• What you have to do: Write out the whole listing, matching it exactly.

[Dataset rows]
····················

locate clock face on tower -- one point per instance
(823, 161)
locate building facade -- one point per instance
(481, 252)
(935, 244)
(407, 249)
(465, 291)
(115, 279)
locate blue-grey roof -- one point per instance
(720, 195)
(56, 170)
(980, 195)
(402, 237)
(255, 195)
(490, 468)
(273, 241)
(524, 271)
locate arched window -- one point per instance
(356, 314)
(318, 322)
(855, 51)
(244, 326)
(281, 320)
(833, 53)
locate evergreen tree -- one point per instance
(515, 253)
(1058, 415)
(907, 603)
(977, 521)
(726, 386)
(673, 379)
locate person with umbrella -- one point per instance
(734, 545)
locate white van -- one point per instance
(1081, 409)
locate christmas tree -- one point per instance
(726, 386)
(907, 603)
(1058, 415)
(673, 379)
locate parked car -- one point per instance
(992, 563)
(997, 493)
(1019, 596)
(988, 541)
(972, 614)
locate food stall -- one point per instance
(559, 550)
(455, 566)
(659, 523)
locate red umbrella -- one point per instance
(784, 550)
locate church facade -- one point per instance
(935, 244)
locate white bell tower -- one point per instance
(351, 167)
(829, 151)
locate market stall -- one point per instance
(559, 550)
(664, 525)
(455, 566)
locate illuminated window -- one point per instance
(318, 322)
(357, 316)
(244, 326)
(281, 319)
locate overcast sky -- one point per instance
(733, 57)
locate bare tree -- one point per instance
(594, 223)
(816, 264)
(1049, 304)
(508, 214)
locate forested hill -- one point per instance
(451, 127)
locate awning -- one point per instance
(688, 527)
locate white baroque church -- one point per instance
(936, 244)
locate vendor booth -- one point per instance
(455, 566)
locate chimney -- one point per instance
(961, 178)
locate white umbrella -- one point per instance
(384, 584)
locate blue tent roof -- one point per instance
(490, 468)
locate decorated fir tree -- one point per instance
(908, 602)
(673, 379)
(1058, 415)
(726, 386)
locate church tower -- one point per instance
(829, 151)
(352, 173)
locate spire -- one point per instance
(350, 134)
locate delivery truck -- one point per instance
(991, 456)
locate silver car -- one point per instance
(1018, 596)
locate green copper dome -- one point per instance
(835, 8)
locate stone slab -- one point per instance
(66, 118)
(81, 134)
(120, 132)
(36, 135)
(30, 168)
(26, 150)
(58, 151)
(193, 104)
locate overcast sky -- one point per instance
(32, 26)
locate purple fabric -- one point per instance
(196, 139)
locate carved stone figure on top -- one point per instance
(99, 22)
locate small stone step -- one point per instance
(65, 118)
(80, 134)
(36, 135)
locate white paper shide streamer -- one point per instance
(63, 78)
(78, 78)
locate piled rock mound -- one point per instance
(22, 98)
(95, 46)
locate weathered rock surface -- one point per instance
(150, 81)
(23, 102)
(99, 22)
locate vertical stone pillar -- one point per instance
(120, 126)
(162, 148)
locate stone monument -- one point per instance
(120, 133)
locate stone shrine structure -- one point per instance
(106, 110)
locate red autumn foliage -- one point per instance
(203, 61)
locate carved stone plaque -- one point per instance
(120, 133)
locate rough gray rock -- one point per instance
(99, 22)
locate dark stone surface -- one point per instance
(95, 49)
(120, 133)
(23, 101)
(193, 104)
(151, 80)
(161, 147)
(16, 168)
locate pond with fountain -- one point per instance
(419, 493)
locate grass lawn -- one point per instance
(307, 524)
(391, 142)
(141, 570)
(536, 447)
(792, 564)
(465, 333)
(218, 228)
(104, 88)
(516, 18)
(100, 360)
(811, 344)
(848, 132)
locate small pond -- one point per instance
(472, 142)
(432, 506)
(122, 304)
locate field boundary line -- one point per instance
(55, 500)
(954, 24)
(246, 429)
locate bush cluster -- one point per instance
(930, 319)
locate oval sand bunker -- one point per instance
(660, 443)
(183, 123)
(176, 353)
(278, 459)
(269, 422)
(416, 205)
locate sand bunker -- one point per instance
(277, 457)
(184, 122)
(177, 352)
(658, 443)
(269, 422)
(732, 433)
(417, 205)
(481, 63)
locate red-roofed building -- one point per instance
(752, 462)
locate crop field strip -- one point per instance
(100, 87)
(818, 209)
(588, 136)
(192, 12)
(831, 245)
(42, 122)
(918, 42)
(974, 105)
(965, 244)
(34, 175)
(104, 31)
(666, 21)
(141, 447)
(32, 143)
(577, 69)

····················

• Response to the exercise:
locate clock face on tower -- one point per instance
(823, 161)
locate building facade -- one point per instance
(481, 252)
(935, 244)
(407, 249)
(465, 291)
(115, 279)
locate blue-grey roof -- one point per instance
(720, 195)
(56, 170)
(980, 195)
(402, 237)
(255, 195)
(490, 468)
(273, 241)
(524, 271)
locate arched window -- one point per instance
(356, 314)
(318, 322)
(855, 51)
(244, 326)
(281, 320)
(833, 53)
locate evergreen tree -- one point per instance
(515, 253)
(1058, 415)
(907, 603)
(977, 521)
(726, 386)
(673, 379)
locate person with umbrella -- one point per instance
(734, 545)
locate white van -- one point per instance
(1081, 409)
locate christmas tree -- one point per instance
(726, 386)
(907, 603)
(1058, 415)
(673, 379)
locate parked car -- one point per instance
(992, 563)
(997, 493)
(1019, 596)
(988, 541)
(972, 614)
locate food stall -- one point per instance
(559, 550)
(455, 566)
(659, 523)
locate red umbrella -- one point per instance
(784, 550)
locate church facade -- one point per instance
(935, 244)
locate white bell tower -- one point per instance
(351, 167)
(829, 151)
locate market stall -- one point per instance
(559, 550)
(664, 525)
(455, 566)
locate illuminated window -- one point per instance
(318, 322)
(357, 316)
(244, 326)
(281, 319)
locate overcast sky -- one point per instance
(733, 57)
locate bare tree -- one point per instance
(594, 223)
(816, 264)
(1049, 304)
(508, 214)
locate forested hill -- one point per instance
(451, 127)
locate awning -- one point per instance
(688, 527)
locate white baroque church -- one point per instance
(936, 244)
locate vendor booth -- one point per instance
(455, 566)
locate chimney -- one point per instance
(961, 178)
locate white umbrella -- one point per instance
(384, 584)
locate blue tent roof -- one point per instance
(490, 468)
locate decorated fir tree -- one point per instance
(908, 602)
(673, 379)
(1058, 415)
(726, 386)
locate church tower -- one point per instance
(829, 151)
(352, 173)
locate spire -- one point per instance
(350, 134)
locate delivery truck -- one point per instance
(991, 456)
locate silver car -- one point per instance
(1018, 596)
locate green copper dome -- one point per instance
(835, 8)
locate stone slab -- one point per instance
(66, 118)
(81, 134)
(120, 132)
(36, 135)
(30, 168)
(26, 150)
(58, 151)
(193, 104)
locate overcast sky -- one point per instance
(32, 26)
locate purple fabric -- one point per instance
(196, 139)
locate carved stone figure on top -- one point per instance
(99, 22)
locate small stone step -- one point per instance
(65, 118)
(80, 134)
(36, 135)
locate white paper shide streamer -- one point per instance
(63, 78)
(78, 78)
locate piled rock mound -- one point per instance
(22, 98)
(95, 46)
locate weathered rock surface -- one point per instance
(150, 81)
(23, 102)
(99, 22)
locate vertical stone pillar -- one point per instance
(120, 126)
(162, 148)
locate stone monument -- one point per instance
(120, 133)
locate stone shrine structure -- one point per instance
(106, 110)
locate red autumn foliage -- one point per instance
(203, 61)
locate carved stone plaque -- one point per instance
(120, 133)
locate rough gray rock -- one point per instance
(99, 22)
locate dark stone surface -- one point per instance
(95, 49)
(120, 133)
(23, 101)
(193, 104)
(151, 80)
(161, 147)
(16, 168)
locate pond with fountain -- one point per instance
(419, 493)
locate grass lawn -- one point per instance
(307, 524)
(391, 142)
(141, 570)
(536, 447)
(792, 564)
(465, 333)
(218, 228)
(104, 88)
(516, 18)
(100, 360)
(811, 344)
(848, 132)
locate small pond -- one point per instance
(472, 142)
(432, 506)
(122, 304)
locate field boundary line -- one point per instance
(55, 500)
(954, 24)
(246, 429)
locate bush cluster -- one point per instance
(930, 319)
locate oval sand bunker -- one point per instance
(660, 443)
(183, 123)
(176, 353)
(278, 459)
(269, 422)
(416, 205)
locate sand bunker -- one point per instance
(277, 457)
(184, 122)
(177, 352)
(658, 443)
(269, 422)
(732, 433)
(417, 205)
(481, 63)
locate red-roofed building -- one point per instance
(752, 462)
locate crop field strip -- one point per instance
(100, 87)
(818, 209)
(588, 136)
(192, 12)
(831, 245)
(42, 122)
(918, 42)
(974, 105)
(965, 244)
(34, 175)
(104, 31)
(666, 21)
(141, 447)
(32, 143)
(577, 69)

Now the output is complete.